In the material below, find each line with the string "black" and copy it.
★ ★ ★
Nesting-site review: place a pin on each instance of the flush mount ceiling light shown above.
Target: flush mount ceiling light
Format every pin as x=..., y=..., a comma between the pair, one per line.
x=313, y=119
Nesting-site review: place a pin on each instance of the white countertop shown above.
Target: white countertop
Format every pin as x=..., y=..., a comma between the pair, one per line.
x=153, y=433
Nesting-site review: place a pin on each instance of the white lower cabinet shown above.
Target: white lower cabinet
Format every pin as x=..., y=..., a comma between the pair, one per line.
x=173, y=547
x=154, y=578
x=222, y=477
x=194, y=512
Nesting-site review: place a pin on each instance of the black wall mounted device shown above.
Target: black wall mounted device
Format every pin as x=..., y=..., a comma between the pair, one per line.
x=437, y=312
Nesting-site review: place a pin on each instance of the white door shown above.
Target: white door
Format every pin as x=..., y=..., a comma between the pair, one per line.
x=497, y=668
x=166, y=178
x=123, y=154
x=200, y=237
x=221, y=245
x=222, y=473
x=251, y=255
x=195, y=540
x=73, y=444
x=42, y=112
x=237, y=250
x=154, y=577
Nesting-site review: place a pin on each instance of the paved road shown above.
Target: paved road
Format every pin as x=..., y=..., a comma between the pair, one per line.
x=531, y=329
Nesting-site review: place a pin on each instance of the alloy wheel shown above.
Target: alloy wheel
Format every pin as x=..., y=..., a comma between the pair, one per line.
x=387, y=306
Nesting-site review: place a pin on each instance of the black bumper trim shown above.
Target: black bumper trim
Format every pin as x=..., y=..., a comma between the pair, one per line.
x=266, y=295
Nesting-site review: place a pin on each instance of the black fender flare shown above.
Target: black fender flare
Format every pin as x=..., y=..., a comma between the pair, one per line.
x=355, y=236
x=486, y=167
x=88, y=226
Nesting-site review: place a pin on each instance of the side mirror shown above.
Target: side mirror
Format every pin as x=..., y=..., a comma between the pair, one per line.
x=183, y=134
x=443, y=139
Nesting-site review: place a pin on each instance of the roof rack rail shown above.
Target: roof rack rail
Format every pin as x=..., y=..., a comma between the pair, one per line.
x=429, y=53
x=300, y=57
★ ★ ★
• Task answer:
Nesting-site review: place a pin on each instance of the black wall mounted device shown above.
Target: black wall mounted device
Nesting-site review: place a pin on each instance of the black bumper trim shown above.
Target: black bumper trim
Nesting-site review: place a pin on each instance of the black fender flare shown above.
Target: black fender flare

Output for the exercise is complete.